== SUPPLIED DATA

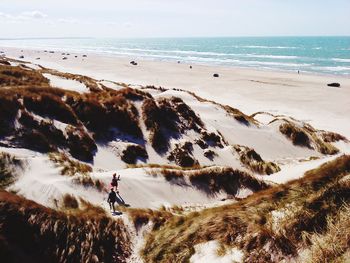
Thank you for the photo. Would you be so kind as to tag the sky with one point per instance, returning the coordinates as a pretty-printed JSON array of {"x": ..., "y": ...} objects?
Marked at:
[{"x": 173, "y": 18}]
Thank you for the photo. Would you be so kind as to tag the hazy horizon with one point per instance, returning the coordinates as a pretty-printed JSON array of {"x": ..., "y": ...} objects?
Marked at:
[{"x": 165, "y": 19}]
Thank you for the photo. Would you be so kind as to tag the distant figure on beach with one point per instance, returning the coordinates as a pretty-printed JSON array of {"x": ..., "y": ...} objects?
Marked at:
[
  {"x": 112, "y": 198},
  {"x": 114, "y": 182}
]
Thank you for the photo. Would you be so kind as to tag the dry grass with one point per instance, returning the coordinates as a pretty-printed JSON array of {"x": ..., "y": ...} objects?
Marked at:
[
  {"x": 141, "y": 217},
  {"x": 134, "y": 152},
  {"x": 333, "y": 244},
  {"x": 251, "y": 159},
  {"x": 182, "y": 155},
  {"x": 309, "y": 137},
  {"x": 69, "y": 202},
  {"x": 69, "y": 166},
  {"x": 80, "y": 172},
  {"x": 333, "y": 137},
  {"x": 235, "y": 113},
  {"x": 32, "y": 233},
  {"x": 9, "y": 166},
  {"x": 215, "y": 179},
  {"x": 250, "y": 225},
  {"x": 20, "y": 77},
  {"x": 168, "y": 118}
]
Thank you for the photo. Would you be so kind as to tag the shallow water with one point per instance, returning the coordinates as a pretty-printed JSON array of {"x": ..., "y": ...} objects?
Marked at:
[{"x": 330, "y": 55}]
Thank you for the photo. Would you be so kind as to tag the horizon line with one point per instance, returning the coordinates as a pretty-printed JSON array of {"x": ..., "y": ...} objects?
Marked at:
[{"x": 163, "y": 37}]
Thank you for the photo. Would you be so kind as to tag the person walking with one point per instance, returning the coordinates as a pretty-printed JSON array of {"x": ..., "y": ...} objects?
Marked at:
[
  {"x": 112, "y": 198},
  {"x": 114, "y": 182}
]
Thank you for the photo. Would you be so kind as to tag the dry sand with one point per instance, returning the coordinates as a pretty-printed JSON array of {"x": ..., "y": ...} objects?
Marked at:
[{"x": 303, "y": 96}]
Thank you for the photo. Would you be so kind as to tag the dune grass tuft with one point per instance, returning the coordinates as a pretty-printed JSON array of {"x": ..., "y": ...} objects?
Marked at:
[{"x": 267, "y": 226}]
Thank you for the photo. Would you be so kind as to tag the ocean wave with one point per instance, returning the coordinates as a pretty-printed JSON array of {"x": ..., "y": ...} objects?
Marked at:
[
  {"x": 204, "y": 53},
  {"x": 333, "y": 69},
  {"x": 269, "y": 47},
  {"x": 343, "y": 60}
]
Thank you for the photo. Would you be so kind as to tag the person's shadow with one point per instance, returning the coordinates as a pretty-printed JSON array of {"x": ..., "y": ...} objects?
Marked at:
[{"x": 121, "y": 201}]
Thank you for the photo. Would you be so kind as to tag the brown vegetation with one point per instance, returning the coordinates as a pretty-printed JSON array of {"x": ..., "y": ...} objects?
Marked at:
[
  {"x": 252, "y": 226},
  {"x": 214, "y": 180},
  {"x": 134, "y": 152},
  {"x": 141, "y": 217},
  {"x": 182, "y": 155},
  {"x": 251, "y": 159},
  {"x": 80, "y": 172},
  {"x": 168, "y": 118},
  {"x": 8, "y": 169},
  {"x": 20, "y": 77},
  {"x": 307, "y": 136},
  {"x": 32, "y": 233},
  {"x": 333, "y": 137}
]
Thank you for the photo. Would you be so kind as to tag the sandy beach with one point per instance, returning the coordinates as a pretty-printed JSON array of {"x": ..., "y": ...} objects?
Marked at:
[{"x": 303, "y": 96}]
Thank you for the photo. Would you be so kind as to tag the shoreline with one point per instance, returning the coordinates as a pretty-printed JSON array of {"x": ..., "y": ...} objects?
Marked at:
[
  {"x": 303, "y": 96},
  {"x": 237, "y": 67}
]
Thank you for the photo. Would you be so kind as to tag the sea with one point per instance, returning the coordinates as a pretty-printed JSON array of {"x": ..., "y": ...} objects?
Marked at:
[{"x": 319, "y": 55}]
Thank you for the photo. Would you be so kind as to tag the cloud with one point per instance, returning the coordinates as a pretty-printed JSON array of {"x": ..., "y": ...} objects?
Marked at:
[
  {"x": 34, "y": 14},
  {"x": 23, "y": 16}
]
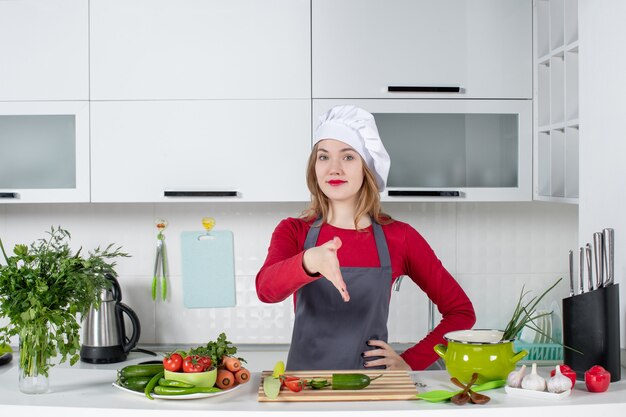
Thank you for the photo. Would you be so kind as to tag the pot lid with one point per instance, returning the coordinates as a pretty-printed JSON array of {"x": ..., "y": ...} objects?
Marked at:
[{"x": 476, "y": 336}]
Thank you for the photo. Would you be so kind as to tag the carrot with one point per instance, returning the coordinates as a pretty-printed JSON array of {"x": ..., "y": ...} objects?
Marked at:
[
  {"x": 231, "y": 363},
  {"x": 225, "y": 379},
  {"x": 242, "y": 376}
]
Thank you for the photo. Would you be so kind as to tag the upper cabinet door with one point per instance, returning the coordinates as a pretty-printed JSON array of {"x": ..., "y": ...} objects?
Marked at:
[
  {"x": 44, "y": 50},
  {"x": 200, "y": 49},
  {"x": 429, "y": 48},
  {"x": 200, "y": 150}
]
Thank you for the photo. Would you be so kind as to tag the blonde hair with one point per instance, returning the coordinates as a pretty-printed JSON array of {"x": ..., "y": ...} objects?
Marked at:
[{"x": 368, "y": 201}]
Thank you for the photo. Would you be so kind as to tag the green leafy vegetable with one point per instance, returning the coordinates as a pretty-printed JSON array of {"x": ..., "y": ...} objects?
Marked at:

====

SHORT TASK: Can you copy all of the lines above word for word, leaving out the pictures?

WRITTEN ANSWER:
Thank you for the photo. Would you be so kind as to tag the sky with one point per instance, returning the coordinates as a pretty-printed JSON array of {"x": ..., "y": ...} objects?
Marked at:
[{"x": 173, "y": 18}]
Thank you for the photo. Would you be so kind as to tag the hazy horizon with one point per instance, returning the coordinates as a pretty-printed JSON array of {"x": ..., "y": ...} objects?
Marked at:
[{"x": 165, "y": 19}]
Thank you for the photo. Would you be so kind as to tag the distant figure on beach with one point per instance, returning the coordinates as a pretty-printed JSON array of {"x": ..., "y": ...} objects?
Marked at:
[
  {"x": 112, "y": 198},
  {"x": 114, "y": 182}
]
Thank you for the photo. Would you be so kind as to tag the dry grass with one point per instance, returning the coordinates as a pretty-printed JSON array of {"x": ..., "y": ...} objects?
Marked at:
[
  {"x": 141, "y": 217},
  {"x": 134, "y": 152},
  {"x": 333, "y": 244},
  {"x": 251, "y": 159},
  {"x": 182, "y": 155},
  {"x": 309, "y": 137},
  {"x": 69, "y": 202},
  {"x": 69, "y": 166},
  {"x": 80, "y": 172},
  {"x": 333, "y": 137},
  {"x": 235, "y": 113},
  {"x": 32, "y": 233},
  {"x": 9, "y": 166},
  {"x": 215, "y": 179},
  {"x": 250, "y": 225},
  {"x": 20, "y": 77},
  {"x": 168, "y": 118}
]
Thank you for the photo. Would you be so kind as to tag the shallow water with one point per instance, returning the coordinates as a pretty-printed JSON array of {"x": ..., "y": ...} objects?
Marked at:
[{"x": 330, "y": 55}]
Thank you for the photo. Would you be so kind as to tag the horizon line with one point per instance, returning the coordinates as a pretty-printed JSON array of {"x": ..., "y": ...} objects?
Marked at:
[{"x": 163, "y": 37}]
Thank you for the photo. Would you be so kind as to tag the person walking with one point per instance, returning the coordinates as a pretty-printed JSON array of {"x": ..., "y": ...} objects?
Marked at:
[
  {"x": 112, "y": 198},
  {"x": 114, "y": 182}
]
Thank you for the photo. Would you be so kind as to tag the dry sand with one point per instance, returning the coordinates as a pretty-printed JSON array of {"x": ..., "y": ...} objects?
Marked at:
[{"x": 303, "y": 96}]
Thank you for the photo. Would you be so kind as to tag the dune grass tuft with one point per instance, returning the coordinates as a pretty-printed JSON array of {"x": ..., "y": ...} objects?
Marked at:
[{"x": 267, "y": 226}]
Thank you for the photo. Would you be so kind as to tag the ocean wave with one point per instance, returning the coordinates as a pretty-printed JSON array of {"x": ..., "y": ...} objects?
Marked at:
[
  {"x": 204, "y": 53},
  {"x": 333, "y": 69},
  {"x": 269, "y": 47},
  {"x": 343, "y": 60}
]
Thank you for the photo. Would you be so kind as to tag the person's shadow with one point per instance, returning the coordinates as a pretty-printed JSON array of {"x": ..., "y": ...} objects?
Marked at:
[{"x": 121, "y": 201}]
Thank you for the photo. Would you be so kind as to tag the brown vegetation with one point per instance, returning the coordinates as a pretty-printed JSON array of {"x": ..., "y": ...} objects?
Marked at:
[
  {"x": 252, "y": 226},
  {"x": 214, "y": 180},
  {"x": 134, "y": 152},
  {"x": 141, "y": 217},
  {"x": 182, "y": 155},
  {"x": 251, "y": 159},
  {"x": 80, "y": 172},
  {"x": 168, "y": 118},
  {"x": 8, "y": 169},
  {"x": 20, "y": 77},
  {"x": 307, "y": 136},
  {"x": 32, "y": 233},
  {"x": 333, "y": 137}
]
Thank you for the photo. Would you be so kind as to tag the sandy beach with one point per instance, returning the coordinates as a pretty-printed JSON array of {"x": ..., "y": ...} objects?
Marked at:
[{"x": 303, "y": 96}]
Thank you for the photo. Would you be so kind as to tag the shoreline with one point per instance, returning the coordinates as a pretty-printed JSON array of {"x": ..., "y": ...} objects?
Marked at:
[
  {"x": 303, "y": 96},
  {"x": 237, "y": 67}
]
Thank you for the photo. Would you be so kind as to tag the sea with one point per instance, returning the coordinates as a pretty-printed JSON array of {"x": ..., "y": ...} objects?
Marked at:
[{"x": 319, "y": 55}]
Thank you for the photo. Would you be so kind as to tag the cloud with one point per instance, returning the coordinates as a pretty-printed JSON array of {"x": ..., "y": ...} objects?
Marked at:
[
  {"x": 34, "y": 14},
  {"x": 23, "y": 16}
]
Thank you for the photo. Would you be so kind as to tag the pot lid with one point per instance, returning the coordinates as a pretty-printed JSON array of {"x": ..., "y": ...} objects?
Marked at:
[{"x": 476, "y": 336}]
Thank you for the photo. Would you be so kind as to tag the carrot with one point per instance, returning the coordinates as a pretty-printed JSON array of {"x": ..., "y": ...} objects?
Marked at:
[
  {"x": 231, "y": 363},
  {"x": 225, "y": 379},
  {"x": 242, "y": 376}
]
Thank you for the photo. Would you be so kind as to tag the upper cabinet door with one point per instance, returning the coordinates as a pretty-printed JSON array of {"x": ..., "y": ...} objects?
Marked at:
[
  {"x": 44, "y": 50},
  {"x": 200, "y": 49},
  {"x": 429, "y": 48},
  {"x": 200, "y": 150}
]
Thank you for the photo. Would you be so kind as to tag the blonde hair with one point per instance, returning the coordinates as a pretty-printed JSON array of {"x": ..., "y": ...} objects?
Marked at:
[{"x": 368, "y": 201}]
Thank you for the photo. Would you be so kind as to tag the green leafy vegetable with one point per instance, returning the coordinates as a pretty-printed JSON array of {"x": ..., "y": ...} objects?
Marked at:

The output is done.